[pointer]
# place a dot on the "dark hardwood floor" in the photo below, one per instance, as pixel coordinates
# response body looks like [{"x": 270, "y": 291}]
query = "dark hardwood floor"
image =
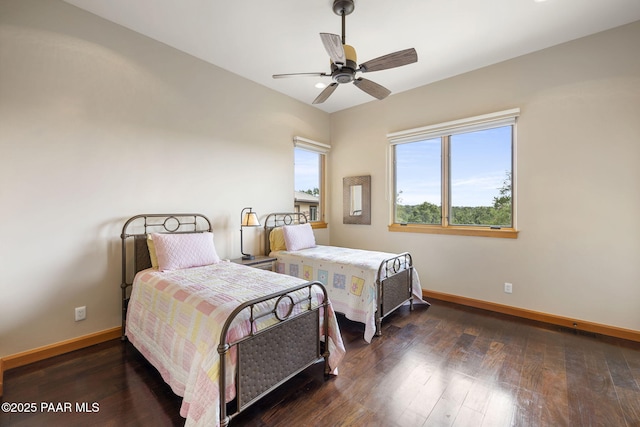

******

**OBJECTIVE**
Copy the lines of the records above verbatim and omit the pictures from your answer.

**RESULT OF THE EXERCISE**
[pointer]
# place a dot on the "dark hardwood floor" in the photo below, one per instance, as pixel coordinates
# response body looks like [{"x": 270, "y": 291}]
query = "dark hardwood floor"
image =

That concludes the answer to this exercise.